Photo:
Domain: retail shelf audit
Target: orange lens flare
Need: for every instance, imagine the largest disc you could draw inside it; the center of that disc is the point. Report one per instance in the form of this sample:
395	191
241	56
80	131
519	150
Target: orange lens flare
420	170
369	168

• [Prompt]
Reproduce the listing with "orange" switched to "yellow" wherever it occurs, leaving everything else unchanged.

• [Result of the exercise]
Photo:
Domain: retail shelf audit
Target: yellow lens flare
Need: for every instance, imagine the largest disc you could draw inside it; the center of that disc is the point. Report one per instance in the form of this sample:
395	191
241	56
80	131
519	150
Target: yellow lens flare
420	170
369	168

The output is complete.